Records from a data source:
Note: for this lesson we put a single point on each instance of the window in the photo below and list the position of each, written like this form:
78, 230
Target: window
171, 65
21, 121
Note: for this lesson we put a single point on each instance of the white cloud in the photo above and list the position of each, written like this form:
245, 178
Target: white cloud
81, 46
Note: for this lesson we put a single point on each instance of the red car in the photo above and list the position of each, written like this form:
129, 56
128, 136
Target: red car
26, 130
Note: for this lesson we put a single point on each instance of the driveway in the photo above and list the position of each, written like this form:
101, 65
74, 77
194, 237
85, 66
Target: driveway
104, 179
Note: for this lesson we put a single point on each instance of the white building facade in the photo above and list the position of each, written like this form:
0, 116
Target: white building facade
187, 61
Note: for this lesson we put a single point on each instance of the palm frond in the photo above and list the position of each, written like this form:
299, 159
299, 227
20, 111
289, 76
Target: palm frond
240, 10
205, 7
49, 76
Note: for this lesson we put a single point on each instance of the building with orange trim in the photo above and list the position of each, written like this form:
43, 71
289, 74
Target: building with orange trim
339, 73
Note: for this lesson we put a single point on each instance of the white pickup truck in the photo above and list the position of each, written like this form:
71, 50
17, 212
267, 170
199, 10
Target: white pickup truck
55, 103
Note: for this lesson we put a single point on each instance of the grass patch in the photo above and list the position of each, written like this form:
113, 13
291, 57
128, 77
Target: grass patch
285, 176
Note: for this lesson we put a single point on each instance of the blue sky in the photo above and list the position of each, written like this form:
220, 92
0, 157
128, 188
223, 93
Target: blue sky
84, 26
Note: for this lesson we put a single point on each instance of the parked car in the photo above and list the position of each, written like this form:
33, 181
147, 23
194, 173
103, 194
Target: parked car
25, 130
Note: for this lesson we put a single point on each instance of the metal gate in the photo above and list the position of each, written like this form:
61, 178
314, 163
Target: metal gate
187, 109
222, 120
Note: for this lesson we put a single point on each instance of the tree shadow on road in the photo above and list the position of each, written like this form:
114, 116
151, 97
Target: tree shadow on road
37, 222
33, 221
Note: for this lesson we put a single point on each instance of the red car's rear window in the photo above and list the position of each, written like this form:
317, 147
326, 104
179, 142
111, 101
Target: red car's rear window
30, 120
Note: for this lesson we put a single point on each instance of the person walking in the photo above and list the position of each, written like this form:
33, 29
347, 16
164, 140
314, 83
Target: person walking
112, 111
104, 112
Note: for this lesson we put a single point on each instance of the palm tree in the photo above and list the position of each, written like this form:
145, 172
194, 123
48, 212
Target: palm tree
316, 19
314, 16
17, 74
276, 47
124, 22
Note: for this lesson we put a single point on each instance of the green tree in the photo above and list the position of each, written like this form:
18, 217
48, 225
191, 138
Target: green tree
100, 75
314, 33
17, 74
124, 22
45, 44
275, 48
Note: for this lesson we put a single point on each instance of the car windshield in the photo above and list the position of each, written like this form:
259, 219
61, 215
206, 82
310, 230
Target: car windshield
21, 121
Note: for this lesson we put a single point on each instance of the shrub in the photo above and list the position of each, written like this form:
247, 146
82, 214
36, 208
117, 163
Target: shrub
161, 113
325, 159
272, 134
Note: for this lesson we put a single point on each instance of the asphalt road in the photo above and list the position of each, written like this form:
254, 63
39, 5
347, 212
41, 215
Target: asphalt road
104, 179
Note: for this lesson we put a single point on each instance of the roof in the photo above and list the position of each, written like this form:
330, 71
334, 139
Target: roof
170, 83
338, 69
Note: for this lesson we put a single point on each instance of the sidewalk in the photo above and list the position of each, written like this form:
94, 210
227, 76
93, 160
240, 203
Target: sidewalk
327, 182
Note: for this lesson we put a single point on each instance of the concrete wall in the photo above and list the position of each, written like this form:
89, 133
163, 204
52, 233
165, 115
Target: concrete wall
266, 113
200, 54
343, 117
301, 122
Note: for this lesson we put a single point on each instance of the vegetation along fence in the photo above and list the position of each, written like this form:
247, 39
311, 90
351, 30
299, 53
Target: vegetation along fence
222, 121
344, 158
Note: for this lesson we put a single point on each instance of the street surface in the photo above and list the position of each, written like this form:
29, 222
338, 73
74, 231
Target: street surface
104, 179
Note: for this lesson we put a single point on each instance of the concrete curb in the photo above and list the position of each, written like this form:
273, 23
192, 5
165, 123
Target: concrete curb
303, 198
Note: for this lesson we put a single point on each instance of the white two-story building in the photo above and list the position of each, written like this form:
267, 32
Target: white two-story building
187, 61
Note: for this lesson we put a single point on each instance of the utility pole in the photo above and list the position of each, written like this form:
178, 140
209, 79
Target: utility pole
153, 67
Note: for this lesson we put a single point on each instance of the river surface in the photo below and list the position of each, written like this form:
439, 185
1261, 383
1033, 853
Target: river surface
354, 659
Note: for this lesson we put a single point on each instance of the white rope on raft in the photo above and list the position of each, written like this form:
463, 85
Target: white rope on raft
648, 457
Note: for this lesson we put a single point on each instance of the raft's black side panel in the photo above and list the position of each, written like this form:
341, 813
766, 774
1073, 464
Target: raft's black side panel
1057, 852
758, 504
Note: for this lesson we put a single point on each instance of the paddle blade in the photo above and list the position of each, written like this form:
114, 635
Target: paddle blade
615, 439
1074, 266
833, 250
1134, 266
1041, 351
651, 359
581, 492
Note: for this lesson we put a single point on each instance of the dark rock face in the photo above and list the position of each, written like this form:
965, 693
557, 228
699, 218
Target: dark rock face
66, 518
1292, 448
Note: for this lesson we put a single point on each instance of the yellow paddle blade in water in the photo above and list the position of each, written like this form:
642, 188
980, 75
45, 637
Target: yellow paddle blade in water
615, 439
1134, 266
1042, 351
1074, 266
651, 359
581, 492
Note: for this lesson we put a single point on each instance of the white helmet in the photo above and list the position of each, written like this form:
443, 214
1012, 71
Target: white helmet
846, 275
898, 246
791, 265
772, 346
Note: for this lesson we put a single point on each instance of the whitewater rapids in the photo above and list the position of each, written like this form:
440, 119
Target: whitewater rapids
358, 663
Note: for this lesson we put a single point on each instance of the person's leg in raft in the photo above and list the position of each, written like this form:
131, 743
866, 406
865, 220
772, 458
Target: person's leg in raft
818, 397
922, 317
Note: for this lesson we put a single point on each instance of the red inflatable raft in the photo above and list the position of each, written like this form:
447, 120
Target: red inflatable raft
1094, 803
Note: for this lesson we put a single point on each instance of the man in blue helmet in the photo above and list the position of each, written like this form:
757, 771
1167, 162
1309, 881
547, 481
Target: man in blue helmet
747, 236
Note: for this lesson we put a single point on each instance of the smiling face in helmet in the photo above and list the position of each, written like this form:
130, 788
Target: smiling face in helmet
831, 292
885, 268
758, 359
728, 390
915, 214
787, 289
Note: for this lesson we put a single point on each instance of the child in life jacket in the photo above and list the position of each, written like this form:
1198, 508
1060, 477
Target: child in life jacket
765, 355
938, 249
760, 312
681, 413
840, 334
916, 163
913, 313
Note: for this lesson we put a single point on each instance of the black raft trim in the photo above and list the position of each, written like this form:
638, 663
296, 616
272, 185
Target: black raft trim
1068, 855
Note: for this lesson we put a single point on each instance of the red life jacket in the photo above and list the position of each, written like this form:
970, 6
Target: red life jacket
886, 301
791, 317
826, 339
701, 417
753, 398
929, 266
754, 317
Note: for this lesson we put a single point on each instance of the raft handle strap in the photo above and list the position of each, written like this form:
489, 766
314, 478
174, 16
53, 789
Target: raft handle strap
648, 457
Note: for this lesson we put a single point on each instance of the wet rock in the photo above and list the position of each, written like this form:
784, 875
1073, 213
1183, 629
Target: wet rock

Instruction: Set down each entry again, unchanged.

Written solution:
Note: for this lesson we put a single point on each instance of the window in the photo below and list the position of each, written like this form:
78, 230
Target: window
171, 65
21, 121
Note: for this lesson we put a single point on each instance of the white cloud in the photo above and list the position of each, written like this form:
245, 178
Target: white cloud
81, 46
Note: for this lesson we put a single point on each instance of the red car in the photo above and list the position of each, written like this form:
129, 56
128, 136
Target: red car
26, 130
Note: for this lesson we put a single point on each instance of the driveway in the photo above and list the position of each, written like this form:
101, 65
74, 77
194, 237
85, 66
Target: driveway
104, 179
Note: for this lesson we put a single point on each instance of the white building facade in the photo above and list the position of each, written like this form:
0, 116
Target: white building facade
187, 61
Note: for this lesson we put a single point on each instance of the palm frond in the photo above and list the position of each, written like this form:
299, 159
299, 227
20, 111
289, 76
Target: palm frond
240, 10
205, 7
49, 76
Note: for this lesson we put a single point on each instance of the building with orange trim in the photo above and list the position of each, written like this form:
43, 71
289, 74
Target: building with orange trim
339, 73
Note: for this lesson we put a single point on each instance of the white pickup truck in the photo above and list the position of each, written like this form:
71, 50
17, 212
267, 170
199, 10
Target: white pickup truck
55, 103
Note: for this lesson we put a single point on each instance of the grass patch in the photo above and list the position of each, written like this form:
113, 13
291, 57
128, 77
Target: grass patch
285, 176
Note: for this lesson we put a single point on each instance of the blue sky in the photo above and list the position of each, written like this form:
220, 92
0, 157
128, 188
223, 93
Target: blue sky
84, 26
Note: for this lesson we put a single point on each instance of the parked car in the photo above and list the position of each, written like this form:
33, 181
147, 23
194, 173
103, 194
Target: parked car
25, 130
Note: for this lesson we put a single point on each instance of the metal gate in the photo above and list the position of each, written like this form:
61, 178
314, 163
Target: metal gate
187, 109
222, 120
Note: for this lesson we put a single point on each instance of the tree shadow on road in the photo above and list the position of each, written like this form:
114, 116
151, 97
Target: tree shadow on road
37, 222
33, 221
Note: for this lesson we put a single point on each instance of the red car's rear window in the photo above and list the position of each, written like this form:
317, 147
326, 104
179, 142
111, 101
Target: red car's rear window
30, 120
Note: for this lesson we put a single point on each instance of the person walking in the photo above and list the position of each, written like this form:
33, 29
347, 16
164, 140
314, 83
Target: person walking
112, 111
104, 112
Note: for this lesson we put a single point on each instance of the palm tree in the photo above and list the position of each, written like this form:
145, 172
194, 123
48, 212
Target: palm tree
316, 19
314, 16
17, 74
276, 47
124, 22
Note: for this lesson we put a single point on each instance of the green tree in the photo above and list the position of each, written like this form:
18, 217
48, 225
191, 138
Target: green tree
100, 75
314, 33
17, 74
124, 22
45, 44
275, 48
Note: for this lesson we put a single point on each instance of the car windshield in the photo above and list the position of each, written like this form:
259, 219
61, 215
206, 82
310, 230
Target: car windshield
21, 121
Note: for this lesson we put a single point on each instance of the shrub in the photo above and list the position of each, written like this form:
247, 146
82, 214
36, 208
117, 163
Target: shrub
161, 113
325, 159
272, 134
Note: for this lesson we put a single point on each instance of the asphalt road in the photo above and list the position of each, written like this form:
254, 63
39, 5
347, 212
41, 215
Target: asphalt road
104, 179
Note: for this lesson we put a single point on each instance of the roof in the photo above and list the position of each, written like this form:
330, 71
334, 139
Target: roof
170, 83
338, 69
Note: for this lesson we put a single point on each instance of the sidewalk in the photo above and list the position of each, written like this form:
94, 210
227, 76
93, 160
240, 203
Target: sidewalk
327, 182
Note: for this lesson we put a single point on each instance of the concrete wall in the photo above and list the position of each, written like this form:
89, 133
163, 204
52, 233
165, 115
Target: concrete wall
266, 113
200, 54
343, 117
301, 122
Note: for this lesson we put a single point on each instance of the vegetation along fence in the photo above and list the position of each, written like this form:
247, 39
311, 90
351, 30
299, 53
Target: vegetation along fence
222, 121
344, 158
Note: for this lesson we put a single point on each instance of the street surface in the photo above and list the position of each, written like this form:
29, 222
338, 73
74, 231
Target: street surface
104, 179
Note: for this lesson we put a single point on each instance of the concrete curb in the photo above and list the position of each, written like this form:
273, 23
192, 5
165, 123
Target: concrete curb
303, 198
Note: for this lesson we put a single point on each instance of the white two-story building in the photo above and list the position of each, written like this form:
267, 32
Target: white two-story building
187, 61
Note: for this lesson we put a single point on each instance of the utility pole in the photo above and list the position of each, written like this form:
178, 140
209, 79
Target: utility pole
153, 67
Note: for this lesson we put a single point on each instance of the river surface in the photo below and list the position of each, written like this form:
439, 185
1261, 383
1033, 853
Target: river surface
354, 659
Note: for this lesson we put a single point on each instance of the white rope on raft in the photo above and list the position of each, written like this form:
463, 85
Target: white rope on raft
648, 457
Note: for this lesson we put a single point on each instance of the raft's black side panel in the photo above and list the position of each, written like this form:
341, 813
766, 774
1073, 464
Target: raft's black side panel
1057, 852
758, 504
Note: for this lesson we put a single point on each instance of the paddle blade in the photo above and list the position of each, written like this form:
114, 635
Target: paddle blade
615, 439
1074, 266
833, 250
1134, 266
1041, 351
651, 359
581, 492
Note: for this lesson we put a single point on each instance of the dark rock face in the photo above and list the position of each, written like this form:
965, 693
557, 228
699, 218
Target: dark rock face
66, 518
1292, 448
Note: for this lesson we put a single point on each instance of the yellow paddle blade in water in the photo above and list the position of each, written like this form:
642, 188
980, 75
45, 637
Target: yellow paddle blade in water
615, 439
1134, 266
1042, 351
1074, 266
651, 359
581, 492
Note: for this lesson we put a single point on each instance of the white helmet in the photo above and list the position of each, written like this form:
443, 214
1012, 71
Target: white helmet
846, 275
898, 246
791, 265
772, 346
Note: for this lesson we put a single point on each instance of the whitewater rapids in the photo above and list the position of each, written like this form:
440, 119
Target: whitewater rapids
358, 663
Note: for this lesson we put a single point on each instance of the person's leg in raft in the photo above and list the position of each, written like this form:
131, 743
866, 406
865, 220
772, 458
Target: person's leg in raft
818, 397
922, 317
Note: for this lesson we put a single point on each instance of the red inflatable raft in the photo above and list the position of each, written like this form:
447, 120
Target: red inflatable raft
1094, 803
Note: for this lesson we put a single point on each instance of the man in blue helmet in the photo above and list the position of each, written like this form:
757, 771
1167, 162
1309, 881
547, 481
Target: man in blue helmet
747, 236
Note: for this lesson we put a single point on each instance of the smiling face in helmet in the photo above and list the position of each, written like this form:
130, 788
Target: smiling face in helmet
831, 292
885, 268
758, 359
728, 390
915, 214
787, 289
Note: for this lesson we put a single point on each instance of the child in life jacket in the photo above and list the position of each, written like this form:
1198, 508
1060, 477
Target: child in life jacket
765, 355
938, 249
760, 312
681, 413
840, 334
916, 163
913, 313
Note: for this lesson we put a single point on each instance of the black raft trim in the photo above and list the position of each, written like this form:
638, 663
296, 616
272, 185
Target: black raft trim
1068, 855
Note: for this lesson we put a single point on each instance of the red life jacket in the photo above and list the position of each, written like this form:
970, 6
Target: red life jacket
886, 301
791, 317
826, 339
701, 417
753, 398
929, 266
754, 317
Note: for this lesson we put a single point on each instance of the raft handle strap in the photo above and list the position of each, written like this form:
489, 766
314, 478
174, 16
53, 789
Target: raft handle strap
648, 457
Note: for this lesson we put a single point on each instance of the wet rock in the photo above and list the position of each, written like this form:
784, 875
1073, 213
1183, 629
Target: wet rock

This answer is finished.